[VHFcontesting] ARRL June VHF Contest (My XYL is sneaky!)
les at highnoonfilm.com
Mon Jun 11 10:35:33 PDT 2012
Wives are sneaky. And sometimes that's for our own good.
The past year has been marked by a large increase in my workload to keep
up with an expanding business. Hard to complain about that, especially
in the midst of
a "great recession", so I won't. One of the by-products of 70 hour weeks
and no weekends off is that my shack was seriously neglected. The dust
had gathered (literally)
on gear in various stages of repair---and also on the pages of my log
book, which revealed not a single contact since August of 2010.
I was determined to find time to get the station working in time for the
ARRL June VHF Contest. But Monday dawned of the week of the contest, and
the shack remained untouched. My
frustration grew and time continued to slip away.
After the CQ July contest in 2010, I had ripped out parts of the
shack--intending to put in a new 222 amp. I had also swapped out
the FT-817ND and replaced it with the FlexRadio 1500 to become my new IF
rig. Both projects were only half completed. Worse, during the winter
months, my shack computer
had failed. A new one had replaced it, but it was still in the box.
Equipped with a new OS, Windows 7, I knew that I could expect a long
bout of trial and error to get it to
communicate properly with my interfaces. WSJT and the voice keyer were
going to be a long shot.
On Wednesday, disaster struck. A rolling chair in my office slid out
from under a co-worker, and struck my right foot. It cut a large gash
into the top of my foot. In agony, I
watched as my foot swelled to resemble a baseball underneath. That
night, I could do little but limp around the house. Thursday was
worse--as bruising set it. And to make
things even more fun, I suddenly developed a hacking chest cough. Good
Friday morning saw another rush of unexpected work from a client,
turning that into a long day. When I finally got home after 7PM, I
limped into the shack and just
threw up my hands. I nearly cried---but just when things seemed their
most bleak, my XYL, Abby started her subterfuge.
"Isn't your contest tomorrow?" she asked. I told her that I had decided
to settle for just cleaning up a bit, and maybe trying to get the
computer working. There was no sense in even attempting the contest. She
said, "OK. Well let me help you." We went to work dusting, vacuuming,
sorting through the mountain of books, magazines, and half-finished
projects. As we worked she kept asking subtle questions like, "Maybe we
could just get these loop Yagi's up in the attic, then you can install
them when your foot is better?".

• _JOB_
Update everything in the contest post from "Equipped with a" down to "a long shot.", putting "Windows 8" in place of "Windows 7".

• _STORED DATA_

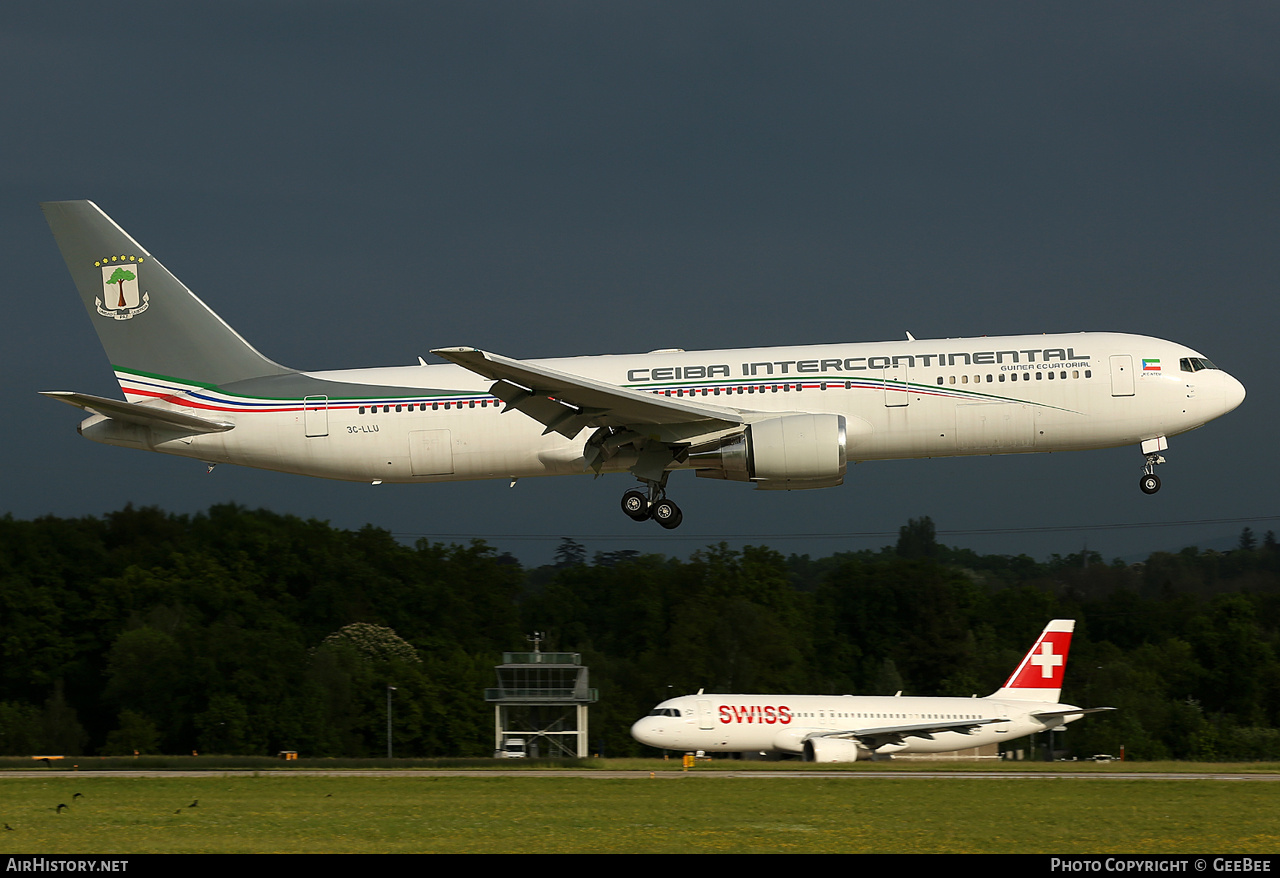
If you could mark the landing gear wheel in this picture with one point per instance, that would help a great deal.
(667, 513)
(635, 503)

• _REPLY_
Equipped with a new OS, Windows 8, I knew that I could expect a long
bout of trial and error to get it to
communicate properly with my interfaces. WSJT and the voice keyer were
going to be a long shot.